> Passage to read
○ ○ ○ ○ ○

I don't think that was their point, I think their point was that neural networks 'create' their optimization space by using lengths, distances, and angles. You can't reframe it from a topological standpoint, otherwise optimization spaces of some similar neural networks on similar problems would topologically comparable, which is not true.

theahura

Well, sorta. There is some evidence to suggest that neural networks learn 'universal' features (cf Anthropic's circuits thread). But I'll openly admit to being out of my depth here, and maybe I just don't understand OPs point

throwawaymaths

once you get into the nitty gritty, a lot of things that wouldn't matter if it were pure topology, do, like number of layers all the way to quantization/fp resolution

quantadev

The word "topology" has a legitimate dictionary definition, that has none of the requirements that you're asserting. I think what you're missing is that it has two definitions.

cvoss

The phrase "applied X" invokes the technical, scientific, or academic meaning of X. So for example, "applied chemistry" does not refer to one's experience on a dating app.

srean

In blog posts about specialised and technical topics it is expected that in-domain technical keywords that have long established definitions and meanings be used in the same technical sense. Otherwise it can become quite confusing. Gravity means gravity when we are talking Newtonian mechanics. Similarly, in math and ML 'topology' has a specific meaning.

quantadev

The word "topology" is quite commonly used in all kinds of books, papers, and technical materials any time they're discussing geometric characteristics of surfaces. The term is probably used 1000000 times more commonly in this more generic way than it's ever used in the strict pedantic way you're asserting that it must.

ComplexSystems

I really liked this article, though I don't know why the author is calling the idea of finding a separating surface between two classes of points "topology." For instance, they write

"If you are trying to learn a translation task — say, English to Spanish, or Images to Text — your model will learn a topology where bread is close to pan, or where that picture of a cat is close to the word cat."

This is everything that topology is not about: a notion of points being "close" or "far." If we have some topological space in which two points are "close," we can stretch the space so as to get the same topological space, but with the two points now "far". That's the whole point of the joke that the coffee cup and the donut are the same thing.

Instead, the entire thing seems to be a real-world application of something like algebraic geometry. We want to look for something like an algebraic variety the points are near. It's all about geometry and all about metrics between points. That's what it seems like to me, anyway.

srean

> This is everything that topology is not about

100 percent true.

I can only hope that in an article that is about two things, i) topology and ii) deep learning, the evident confusions are contained within one of them -- topology, only.

theahura

fair, I was using 'topology' more colloquially in that sentence. Should have said 'surface'.

srean

Ah! That clears it up.

You then mean Deep Learning has a lot in common with differential geometry and manifolds in general. That I will definitely agree with. DG and manifolds have far richer and informative structure than topology.

○ ○ ○ ○ ○

> Material supplied

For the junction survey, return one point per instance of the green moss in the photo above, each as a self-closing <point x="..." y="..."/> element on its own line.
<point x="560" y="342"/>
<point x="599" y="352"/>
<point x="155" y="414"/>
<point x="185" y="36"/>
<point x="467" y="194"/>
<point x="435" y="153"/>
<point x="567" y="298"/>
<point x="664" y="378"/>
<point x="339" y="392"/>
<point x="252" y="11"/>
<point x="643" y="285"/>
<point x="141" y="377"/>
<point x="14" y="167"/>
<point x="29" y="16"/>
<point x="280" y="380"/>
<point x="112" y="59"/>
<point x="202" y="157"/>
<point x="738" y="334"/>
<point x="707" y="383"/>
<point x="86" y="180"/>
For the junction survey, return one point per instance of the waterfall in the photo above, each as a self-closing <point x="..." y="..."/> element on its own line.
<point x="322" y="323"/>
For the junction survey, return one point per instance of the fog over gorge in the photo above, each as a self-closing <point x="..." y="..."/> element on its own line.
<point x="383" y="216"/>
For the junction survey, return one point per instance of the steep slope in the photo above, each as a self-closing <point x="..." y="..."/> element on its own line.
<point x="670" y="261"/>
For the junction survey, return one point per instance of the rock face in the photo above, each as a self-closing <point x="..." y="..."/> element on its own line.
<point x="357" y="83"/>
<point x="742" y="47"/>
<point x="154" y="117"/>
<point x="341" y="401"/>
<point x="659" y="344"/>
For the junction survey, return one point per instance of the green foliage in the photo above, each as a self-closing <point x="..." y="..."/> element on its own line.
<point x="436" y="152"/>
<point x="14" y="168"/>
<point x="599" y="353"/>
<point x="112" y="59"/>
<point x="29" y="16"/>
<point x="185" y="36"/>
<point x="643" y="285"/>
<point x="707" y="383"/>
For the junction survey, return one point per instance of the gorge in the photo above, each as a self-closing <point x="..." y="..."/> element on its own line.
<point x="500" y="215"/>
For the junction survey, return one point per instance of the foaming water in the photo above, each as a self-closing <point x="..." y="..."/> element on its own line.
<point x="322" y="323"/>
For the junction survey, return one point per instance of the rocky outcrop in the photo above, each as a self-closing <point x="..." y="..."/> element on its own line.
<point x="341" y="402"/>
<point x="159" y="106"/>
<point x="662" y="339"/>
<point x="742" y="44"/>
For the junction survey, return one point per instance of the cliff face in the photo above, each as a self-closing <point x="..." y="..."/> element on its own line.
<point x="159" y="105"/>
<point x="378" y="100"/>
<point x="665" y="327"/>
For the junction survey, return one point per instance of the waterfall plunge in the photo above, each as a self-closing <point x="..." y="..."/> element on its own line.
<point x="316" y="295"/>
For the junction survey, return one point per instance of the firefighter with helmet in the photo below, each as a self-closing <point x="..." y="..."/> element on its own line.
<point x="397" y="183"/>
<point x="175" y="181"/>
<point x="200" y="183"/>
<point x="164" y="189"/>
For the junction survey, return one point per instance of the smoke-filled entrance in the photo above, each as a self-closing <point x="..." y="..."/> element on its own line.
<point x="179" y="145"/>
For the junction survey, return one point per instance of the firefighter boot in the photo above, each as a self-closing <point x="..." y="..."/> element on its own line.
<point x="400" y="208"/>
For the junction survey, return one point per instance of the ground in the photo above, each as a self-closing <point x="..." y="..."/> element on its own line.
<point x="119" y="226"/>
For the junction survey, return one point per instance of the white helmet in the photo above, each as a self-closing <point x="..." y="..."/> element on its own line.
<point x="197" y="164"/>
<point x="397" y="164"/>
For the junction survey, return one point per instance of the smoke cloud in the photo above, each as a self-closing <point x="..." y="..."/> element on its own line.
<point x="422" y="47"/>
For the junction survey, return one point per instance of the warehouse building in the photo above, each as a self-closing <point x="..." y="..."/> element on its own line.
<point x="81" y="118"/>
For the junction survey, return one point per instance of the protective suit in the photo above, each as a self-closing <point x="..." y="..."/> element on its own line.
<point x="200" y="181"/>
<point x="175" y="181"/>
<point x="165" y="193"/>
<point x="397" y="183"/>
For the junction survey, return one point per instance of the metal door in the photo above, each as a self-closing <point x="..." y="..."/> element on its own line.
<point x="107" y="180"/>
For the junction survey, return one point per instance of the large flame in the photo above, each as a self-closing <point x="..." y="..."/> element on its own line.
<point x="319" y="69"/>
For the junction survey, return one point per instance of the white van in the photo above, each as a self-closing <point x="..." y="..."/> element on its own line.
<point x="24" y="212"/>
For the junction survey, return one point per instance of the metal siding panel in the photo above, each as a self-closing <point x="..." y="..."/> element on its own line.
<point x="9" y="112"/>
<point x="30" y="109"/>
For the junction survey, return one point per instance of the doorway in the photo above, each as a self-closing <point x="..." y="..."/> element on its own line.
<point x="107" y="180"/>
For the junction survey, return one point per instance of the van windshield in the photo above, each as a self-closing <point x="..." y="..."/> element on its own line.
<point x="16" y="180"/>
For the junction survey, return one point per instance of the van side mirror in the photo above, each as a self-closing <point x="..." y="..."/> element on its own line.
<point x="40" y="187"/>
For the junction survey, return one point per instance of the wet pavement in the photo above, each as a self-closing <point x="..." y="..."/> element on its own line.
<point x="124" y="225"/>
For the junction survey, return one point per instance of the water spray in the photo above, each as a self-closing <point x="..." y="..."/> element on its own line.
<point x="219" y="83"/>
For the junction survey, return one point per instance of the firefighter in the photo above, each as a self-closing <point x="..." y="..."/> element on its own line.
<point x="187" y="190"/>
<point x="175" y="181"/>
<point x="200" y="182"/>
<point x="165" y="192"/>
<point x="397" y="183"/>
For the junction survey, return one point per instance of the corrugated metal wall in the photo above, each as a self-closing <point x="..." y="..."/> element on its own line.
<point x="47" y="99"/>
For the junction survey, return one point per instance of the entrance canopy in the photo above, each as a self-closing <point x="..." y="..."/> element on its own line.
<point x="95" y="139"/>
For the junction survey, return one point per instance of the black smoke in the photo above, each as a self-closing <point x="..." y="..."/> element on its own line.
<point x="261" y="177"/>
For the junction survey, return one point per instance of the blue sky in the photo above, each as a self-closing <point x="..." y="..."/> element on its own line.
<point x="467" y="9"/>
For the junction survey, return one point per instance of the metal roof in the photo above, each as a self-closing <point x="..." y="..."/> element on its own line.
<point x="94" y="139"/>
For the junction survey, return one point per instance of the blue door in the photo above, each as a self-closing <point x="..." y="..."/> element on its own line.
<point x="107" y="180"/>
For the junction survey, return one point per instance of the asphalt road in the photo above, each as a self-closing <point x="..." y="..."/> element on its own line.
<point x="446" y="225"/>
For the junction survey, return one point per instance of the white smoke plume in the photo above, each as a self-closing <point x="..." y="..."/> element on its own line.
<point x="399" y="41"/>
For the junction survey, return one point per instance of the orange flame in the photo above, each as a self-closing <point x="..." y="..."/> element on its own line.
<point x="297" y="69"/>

○ ○ ○ ○ ○

> Apply what you read
1 - In the discussion about topology and deep learning, what word does theahura say should have been used instead of "topology"?
2 - List every username that appears in the discussion about topology and deep learning.
3 - Please explain, in one to three sentences, why ComplexSystems says the idea of bread being "close" to pan is not what topology is about, using the reasoning given in the discussion about topology and deep learning.

> Task-by-task results
1 - "Surface."

2 - theahura, throwawaymaths, quantadev, cvoss, srean, ComplexSystems

3 - Topology has no notion of points being "close" or "far." A topological space can be stretched so that two close points become far apart while it remains the same topological space, which is the point of the joke that a coffee cup and a donut are the same thing.